— LISTED RECORDS —
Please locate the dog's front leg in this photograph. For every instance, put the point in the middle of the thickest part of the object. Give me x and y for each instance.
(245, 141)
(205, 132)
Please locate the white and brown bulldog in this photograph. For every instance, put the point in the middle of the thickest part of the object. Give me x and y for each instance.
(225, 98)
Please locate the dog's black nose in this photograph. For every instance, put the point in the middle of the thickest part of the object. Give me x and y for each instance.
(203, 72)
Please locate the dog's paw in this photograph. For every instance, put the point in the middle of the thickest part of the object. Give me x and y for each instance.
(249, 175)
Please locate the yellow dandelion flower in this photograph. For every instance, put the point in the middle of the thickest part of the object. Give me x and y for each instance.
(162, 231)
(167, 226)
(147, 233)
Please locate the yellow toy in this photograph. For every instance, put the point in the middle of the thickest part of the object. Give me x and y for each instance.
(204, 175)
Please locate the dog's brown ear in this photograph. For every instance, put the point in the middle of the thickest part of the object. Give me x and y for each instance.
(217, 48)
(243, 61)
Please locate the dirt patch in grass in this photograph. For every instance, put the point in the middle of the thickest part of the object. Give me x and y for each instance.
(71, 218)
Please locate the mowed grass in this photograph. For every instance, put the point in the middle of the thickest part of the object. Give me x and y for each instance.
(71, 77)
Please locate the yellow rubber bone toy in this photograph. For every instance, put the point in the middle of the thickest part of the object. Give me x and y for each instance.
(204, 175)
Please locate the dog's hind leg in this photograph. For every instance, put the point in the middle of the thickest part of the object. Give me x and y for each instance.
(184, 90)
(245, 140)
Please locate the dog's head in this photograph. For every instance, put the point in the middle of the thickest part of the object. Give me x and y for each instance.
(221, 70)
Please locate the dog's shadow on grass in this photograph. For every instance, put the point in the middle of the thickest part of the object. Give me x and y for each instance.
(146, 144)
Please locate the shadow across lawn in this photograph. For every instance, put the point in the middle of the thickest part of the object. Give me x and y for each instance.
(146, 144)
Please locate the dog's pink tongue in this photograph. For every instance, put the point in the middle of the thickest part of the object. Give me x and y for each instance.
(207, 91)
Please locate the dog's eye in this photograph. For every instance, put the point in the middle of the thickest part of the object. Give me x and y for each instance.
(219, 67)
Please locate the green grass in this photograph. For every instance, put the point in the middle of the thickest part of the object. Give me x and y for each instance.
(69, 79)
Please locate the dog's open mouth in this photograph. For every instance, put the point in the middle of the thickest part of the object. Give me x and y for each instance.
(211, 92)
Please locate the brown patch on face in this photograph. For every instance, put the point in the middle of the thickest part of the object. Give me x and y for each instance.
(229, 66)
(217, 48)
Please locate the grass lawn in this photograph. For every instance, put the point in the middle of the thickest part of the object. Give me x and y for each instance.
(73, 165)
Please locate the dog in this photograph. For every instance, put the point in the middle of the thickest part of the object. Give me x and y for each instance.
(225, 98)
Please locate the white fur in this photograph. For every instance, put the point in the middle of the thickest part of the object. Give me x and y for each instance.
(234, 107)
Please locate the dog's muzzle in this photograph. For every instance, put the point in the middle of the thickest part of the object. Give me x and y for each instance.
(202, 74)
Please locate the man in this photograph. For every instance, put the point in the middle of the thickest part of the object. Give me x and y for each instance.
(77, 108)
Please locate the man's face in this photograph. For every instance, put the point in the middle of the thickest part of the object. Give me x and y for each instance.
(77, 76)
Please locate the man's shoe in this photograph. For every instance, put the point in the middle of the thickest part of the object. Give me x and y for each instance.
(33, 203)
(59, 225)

— DIRECTIONS FOR THIS TASK —
Repeat the records above exactly.

— RESPONSE FOR THIS EXERCISE —
Please locate the dog's front leg in this photograph. For every instance, put the point in the middle of the thickest part of the object. Give me x and y for each instance.
(245, 141)
(205, 132)
Please locate the white and brown bulldog in this photograph. For every instance, put the point in the middle of the thickest part of the object. Give me x and y for each instance.
(225, 98)
Please locate the dog's black nose in this photograph. For every instance, put the point in the middle of the thickest part of the object. Give me x and y for each instance.
(203, 72)
Please locate the dog's paw in this photograph. For every instance, put the point in the middle of the thickest part of the object. Give me x and y for each instance.
(249, 175)
Please locate the yellow dandelion flower in this photograph. For every instance, put the point in the middle of the thickest part of the object. Give me x and y for each instance.
(162, 231)
(167, 226)
(147, 233)
Please locate the yellow toy in this photograph. For every instance, put the point in the middle of the thickest part of the object. Give me x and y for each instance.
(204, 175)
Please locate the dog's brown ear in this photograph. For every instance, put the point in the middle of the thickest part of the object. Give me x and y for each instance.
(217, 48)
(243, 61)
Please locate the dirt patch in grass in this photograph. For every instance, put the point in the middle of the thickest part of the object. Give me x and y for each instance.
(71, 218)
Please locate the mowed grass in this photograph. For every instance, put the point in the middle of the thickest part of the object. Give me x and y for each instance.
(71, 77)
Please locate the yellow rubber bone toy in this photograph. For every instance, put the point in the middle of the thickest part of the object. Give me x and y for each instance.
(204, 175)
Please locate the dog's hind leg in this photograph. For every instance, put the point in the middle of the thickest part of the object. Give me x and y for each instance.
(184, 90)
(245, 140)
Please locate the dog's head in this photograph. For every instance, put the point in the middle of the thickest part of the object. Give me x and y for each instance.
(221, 70)
Please locate the dog's shadow on grass in this photograph. For every instance, put the point in the middle of the thickest part of the object. Give me x and y for each instance.
(146, 144)
Please locate the shadow across lawn in this photograph. For every instance, put the point in the middle of the thickest part of the object. Give me x and y for each instance.
(146, 144)
Please locate the dog's pink tongue in this photograph. For every instance, put the point in the middle of the thickest part of the object. Give me x and y for each instance.
(207, 91)
Please locate the dog's eye in this photograph. For every instance, put the point in the middle of the thickest part of the object. Give me x and y for each instance.
(219, 67)
Please locate the green grass in this photograph. For every instance, put the point in the middle of the thickest part of the object. Give me x and y for each instance.
(69, 79)
Please locate the dog's open mouth in this photograph. For every instance, put the point in the middle of the thickest part of the object. Give me x and y for each instance.
(211, 92)
Please locate the brown patch on face in this photograph. For every instance, put the point in the middle of the thickest part of the object. Give me x and y for each instance.
(229, 66)
(217, 48)
Please locate the grass lawn in this photograph. For every instance, put the point in the middle of the thickest part of the object. Give me x and y for each instance.
(73, 165)
Please locate the dog in this photograph. For every instance, put the point in the middle of the thickest part of the object. Give me x and y for each instance.
(225, 98)
Please locate the white fur in this photograph. For every instance, put the point in the middle of the thickest part of the object. Give me x and y for each instance.
(234, 107)
Please locate the dog's muzzle in this photograph. For every instance, put the point in the middle of the thickest part of the object. Give me x and y for each instance.
(202, 74)
Please locate the man in this photograph. For every instance, put the point in the middle of the thickest part of the object. Give me x and y for each instance.
(77, 108)
Please locate the man's face in this photograph. For every instance, put the point in the middle of the thickest part of the object. Give me x and y for each instance.
(77, 76)
Please locate the man's shoe in this photograph. For every instance, put the point in the middle of the thickest part of the object. Give me x and y for each instance.
(33, 203)
(59, 225)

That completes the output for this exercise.